Water Cooler Games served as the web's primary forum for "videogames with an agenda" — coverage of the uses of video games in advertising, politics, education, and other everyday activities, outside the sphere of entertainment.
The site was maintained at watercoolergames.org from 2003-2009, where it was edited by myself and Gonzalo Frasca. It is now archived here in full.
MIT Press has just published my new book Unit Operations: An Approach to Videogame Criticism!
I try to do two things in the book. First, I describe a kind of criticism that accounts for both computation and critical theory, which I hope will bridge computer science and humanism. "Unit Operations" is my shorthand for a general theory of procedurality that includes computational, literary, artistic, filmic, and plastic expression. Second, I use this approach to perform a series of comparative critiques of a variety of games in relation to other forms of expression like poetry, novels, and film. I also talk about fun and videogames with an agenda, although I'm finishing a new manuscript now that takes on the latter topic more directly.
There has been much work contextualizing videogames in relation to games, or collapsing videogames into digital art or film or narrative, but very little work that tries to understand rule-based systems as a general expressive domain of which videogames are a one. This is part of what I try to do in the book, hopefully opening a space for more comparative videogame criticism.
Click through for the official description from the press.

* **GOALS**
(a) Write out the Water Cooler Games page word for word, in full.
(b) Begin at the first line of the entries and stop after the line containing "274 191 L 274". Reproduce every line in that span, multiplying each coordinate in the answer paths by 1.35 and rounding to whole numbers (halves up), with all other numbers, including those in the sample output, left unchanged, and return only those lines.
The Water Cooler Games page and the entries are unrelated material.

* **EXTRACTED RECORDS**
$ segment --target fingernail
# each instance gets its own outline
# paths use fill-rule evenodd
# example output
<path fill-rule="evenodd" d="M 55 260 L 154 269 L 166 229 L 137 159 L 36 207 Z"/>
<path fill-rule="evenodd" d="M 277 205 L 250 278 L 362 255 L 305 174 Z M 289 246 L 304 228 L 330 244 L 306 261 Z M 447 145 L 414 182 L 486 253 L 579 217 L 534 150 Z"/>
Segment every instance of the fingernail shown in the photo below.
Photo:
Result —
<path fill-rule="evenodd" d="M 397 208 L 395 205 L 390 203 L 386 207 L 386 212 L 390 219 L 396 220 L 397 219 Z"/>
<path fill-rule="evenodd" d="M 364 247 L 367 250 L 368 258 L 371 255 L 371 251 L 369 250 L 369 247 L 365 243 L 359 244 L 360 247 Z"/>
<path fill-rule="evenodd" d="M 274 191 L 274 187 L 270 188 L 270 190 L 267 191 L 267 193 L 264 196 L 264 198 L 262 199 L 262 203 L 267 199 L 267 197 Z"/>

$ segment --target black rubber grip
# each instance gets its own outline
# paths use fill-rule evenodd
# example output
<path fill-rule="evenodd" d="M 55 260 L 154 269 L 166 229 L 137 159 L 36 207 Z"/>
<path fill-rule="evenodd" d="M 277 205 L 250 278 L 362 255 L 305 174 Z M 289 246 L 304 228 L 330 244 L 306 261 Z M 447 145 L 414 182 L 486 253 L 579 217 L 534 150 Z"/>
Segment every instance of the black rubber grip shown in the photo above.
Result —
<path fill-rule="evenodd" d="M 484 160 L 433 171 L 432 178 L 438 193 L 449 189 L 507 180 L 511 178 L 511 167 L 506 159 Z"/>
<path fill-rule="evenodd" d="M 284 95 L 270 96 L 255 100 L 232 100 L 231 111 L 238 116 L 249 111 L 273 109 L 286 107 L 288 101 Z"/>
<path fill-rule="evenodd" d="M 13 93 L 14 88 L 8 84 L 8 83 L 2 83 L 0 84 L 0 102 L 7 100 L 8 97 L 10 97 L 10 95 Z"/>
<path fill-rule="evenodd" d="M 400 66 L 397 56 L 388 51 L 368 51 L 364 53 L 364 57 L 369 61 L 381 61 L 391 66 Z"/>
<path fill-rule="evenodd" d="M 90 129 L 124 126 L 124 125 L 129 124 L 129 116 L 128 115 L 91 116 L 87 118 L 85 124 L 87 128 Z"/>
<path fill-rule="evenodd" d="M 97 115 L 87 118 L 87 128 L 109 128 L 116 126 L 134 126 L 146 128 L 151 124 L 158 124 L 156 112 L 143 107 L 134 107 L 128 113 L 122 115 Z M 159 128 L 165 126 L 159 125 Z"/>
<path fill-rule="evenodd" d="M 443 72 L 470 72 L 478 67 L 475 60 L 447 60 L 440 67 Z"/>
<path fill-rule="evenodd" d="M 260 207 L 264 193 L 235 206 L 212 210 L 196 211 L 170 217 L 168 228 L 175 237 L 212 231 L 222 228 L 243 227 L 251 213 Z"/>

* **FINAL ANSWERS**
(a)
Water Cooler Games served as the web's primary forum for "videogames with an agenda" — coverage of the uses of video games in advertising, politics, education, and other everyday activities, outside the sphere of entertainment.
The site was maintained at watercoolergames.org from 2003-2009, where it was edited by myself and Gonzalo Frasca. It is now archived here in full.
MIT Press has just published my new book Unit Operations: An Approach to Videogame Criticism!
I try to do two things in the book. First, I describe a kind of criticism that accounts for both computation and critical theory, which I hope will bridge computer science and humanism. "Unit Operations" is my shorthand for a general theory of procedurality that includes computational, literary, artistic, filmic, and plastic expression. Second, I use this approach to perform a series of comparative critiques of a variety of games in relation to other forms of expression like poetry, novels, and film. I also talk about fun and videogames with an agenda, although I'm finishing a new manuscript now that takes on the latter topic more directly.
There has been much work contextualizing videogames in relation to games, or collapsing videogames into digital art or film or narrative, but very little work that tries to understand rule-based systems as a general expressive domain of which videogames are a one. This is part of what I try to do in the book, hopefully opening a space for more comparative videogame criticism.
Click through for the official description from the press.

(b)
$ segment --target fingernail
# each instance gets its own outline
# paths use fill-rule evenodd
# example output
<path fill-rule="evenodd" d="M 55 260 L 154 269 L 166 229 L 137 159 L 36 207 Z"/>
<path fill-rule="evenodd" d="M 277 205 L 250 278 L 362 255 L 305 174 Z M 289 246 L 304 228 L 330 244 L 306 261 Z M 447 145 L 414 182 L 486 253 L 579 217 L 534 150 Z"/>
Segment every instance of the fingernail shown in the photo below.
Photo:
Result —
<path fill-rule="evenodd" d="M 536 281 L 533 277 L 527 274 L 521 279 L 521 286 L 527 296 L 535 297 L 536 296 Z"/>
<path fill-rule="evenodd" d="M 491 333 L 495 338 L 497 348 L 501 344 L 501 339 L 498 338 L 498 333 L 493 328 L 485 329 L 486 333 Z"/>
<path fill-rule="evenodd" d="M 370 258 L 370 252 L 365 254 L 365 257 L 360 258 L 360 261 L 356 265 L 356 267 L 354 269 L 354 274 L 360 269 L 360 266 Z"/>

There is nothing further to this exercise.